PROVIDED TEXT:
☆ ☆ ☆ ☆
Legal issues notwithstanding, the Pentagon has also explored developing other, far more exotic and powerful chemical agents that could be used in conflicts.

While countries may use nonlethal chemicals domestically for law enforcement and crowd control, the Chemical Weapons Convention that took force in 1997 and has been ratified by 149 countries including The United States, specifies: "Each state party undertakes not to use riot control agents as a method of warfare."

That provision was hotly contested during the 15 years it took to craft the treaty. It arose as an objection to the United States' reliance on tear gas to flush out Viet Cong fighters and kill them during the Vietnam War.

The convention does allow, however, for riot control agents to be used for "law enforcement." Whether "law enforcement" extends beyond a nation's borders is a matter of fierce international debate. The concept will be discussed in April when the treaty comes up for international review in The Hague, Netherlands.

Weapons-control activists cite myriad reasons for banning nonlethal chemical weapons in war.

The agents can actually kill, they argue, when used in war environments. They could also put militaries on a slippery slope to using nastier, deadlier chemicals.

Irritants such as tear gas and pepper spray are tame in comparison to other agents under development.

The U.S. military has explored mind-altering drugs such as opiates, along with genetically engineered microorganisms that can destroy objects like runways, vehicles and buildings.

The research is spearheaded by the U.S. Marine Corps' Joint Non-Lethal Weapons Directorate, which was created in 1997 to equip soldiers on overseas peacekeeping and other non-combat duties.

The directorate's mission is to help troops deal with panic-stricken or hostile crowds, like those faced in a failed peacekeeping mission in Somalia.

In one 1993 street battle in Mogadishu, 19 U.S. soldiers and more than 1,000 Somalis were killed. Some military experts say the death toll would have been far lower had soldiers fired nonlethal chemical weapons.

A Pennsylvania State University institute prepared a 50-page report with Pentagon funding in October 2000 that explored a range of drugs — including Prozac, Valium and Zoloft — for use as "calmatives" for crowds.

The researchers found "use of non-lethal calmative techniques is achievable and desirable."

Despite the endorsement, Marine Capt. Shawn Turner of the nonlethal weapons directorate said the military stopped "calmative" research because such drug-weapons may violate international law.
☆ ☆ ☆ ☆
SUPPLIED DATA:

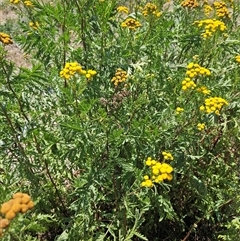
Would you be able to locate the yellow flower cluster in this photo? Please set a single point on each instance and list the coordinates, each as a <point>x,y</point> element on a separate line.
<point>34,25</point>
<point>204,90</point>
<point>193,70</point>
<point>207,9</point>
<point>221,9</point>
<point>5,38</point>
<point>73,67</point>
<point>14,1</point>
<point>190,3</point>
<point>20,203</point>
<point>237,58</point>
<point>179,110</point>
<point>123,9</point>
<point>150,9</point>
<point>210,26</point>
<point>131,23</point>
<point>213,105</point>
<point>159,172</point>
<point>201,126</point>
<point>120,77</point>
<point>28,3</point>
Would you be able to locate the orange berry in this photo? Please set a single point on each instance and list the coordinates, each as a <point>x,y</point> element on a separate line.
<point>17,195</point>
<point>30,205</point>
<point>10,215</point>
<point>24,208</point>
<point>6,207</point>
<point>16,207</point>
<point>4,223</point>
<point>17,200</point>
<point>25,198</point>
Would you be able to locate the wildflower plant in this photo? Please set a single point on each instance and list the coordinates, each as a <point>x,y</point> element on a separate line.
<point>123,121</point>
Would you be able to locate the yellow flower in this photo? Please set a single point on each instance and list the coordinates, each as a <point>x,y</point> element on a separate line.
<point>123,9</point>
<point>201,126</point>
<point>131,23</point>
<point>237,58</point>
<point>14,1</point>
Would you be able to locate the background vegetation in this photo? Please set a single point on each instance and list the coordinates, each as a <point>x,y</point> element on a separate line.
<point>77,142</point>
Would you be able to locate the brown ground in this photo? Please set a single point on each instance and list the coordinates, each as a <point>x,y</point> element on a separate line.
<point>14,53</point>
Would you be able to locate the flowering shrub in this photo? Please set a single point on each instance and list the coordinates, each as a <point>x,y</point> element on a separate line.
☆ ☆ ☆ ☆
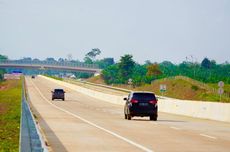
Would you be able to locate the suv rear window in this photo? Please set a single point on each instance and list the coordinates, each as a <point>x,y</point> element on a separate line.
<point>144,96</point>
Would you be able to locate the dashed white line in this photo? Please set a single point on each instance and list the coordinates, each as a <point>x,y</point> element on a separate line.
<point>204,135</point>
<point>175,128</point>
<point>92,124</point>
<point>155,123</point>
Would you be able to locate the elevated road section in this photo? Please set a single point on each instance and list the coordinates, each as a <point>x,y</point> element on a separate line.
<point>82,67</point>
☆ ☆ ☆ ☆
TASKS TO COMPLETE:
A – Print everything in the article on nonlethal chemical weapons from "That provision was" down to "The Hague, Netherlands.".
B – In the article on nonlethal chemical weapons, rewrite the paragraph beginning "A Pennsylvania State University institute prepared" more briefly while keeping its main facts.
C – Pick up the article on nonlethal chemical weapons after its final sentence and write the next part.

RESPONSES IN ORDER:
A –
That provision was hotly contested during the 15 years it took to craft the treaty. It arose as an objection to the United States' reliance on tear gas to flush out Viet Cong fighters and kill them during the Vietnam War.

The convention does allow, however, for riot control agents to be used for "law enforcement." Whether "law enforcement" extends beyond a nation's borders is a matter of fierce international debate. The concept will be discussed in April when the treaty comes up for international review in The Hague, Netherlands.

B – In October 2000, a Pennsylvania State University institute funded by the Pentagon produced a 50-page report examining drugs such as Prozac, Valium and Zoloft as crowd "calmatives."

C –
Turner said much of the directorate's $25 million annual budget is spent developing "directed energy" weapons such as laser or microwave guns that stun rather than kill.

"With all these technologies starting to surface in security and the military, maybe there is a real need to revisit these international conventions to reassess if they are still applicable," said Andrew Mazzara, director of the Penn State institute that prepared the calmative report.

But even boosters of nonlethal technology concede that the United States has a perception problem on its hands if it uses chemicals on Iraqis.

"The initial emotional and visceral response are that chemical weapons are bad," said retired Col. John Alexander, a member of a National Research Council panel that urged the United States to continue nonlethal weapons research. "And it's so contentious because one of our big points is that Iraq has chemical weapons."

Weapons control activists, though, see more at stake.

"I wouldn't be surprised if the Bush administration pushes against the treaty as far as it can," said Barbara Rosenberg, chairwoman of the bioweapons group for the Federation of American Scientists.

Rosenberg and others fear the U.S. military wants to weaponize more dangerous chemicals — like the drug used in November to end a hostage crisis at a Moscow theater.

Russian special forces pumped knockout gas, thought to be an opiate, into the theater and then stormed in, killing all 41 hostage-takers.

But the gas proved to be far from "nonlethal." Some 129 hostages also died, almost all from effects of the gas.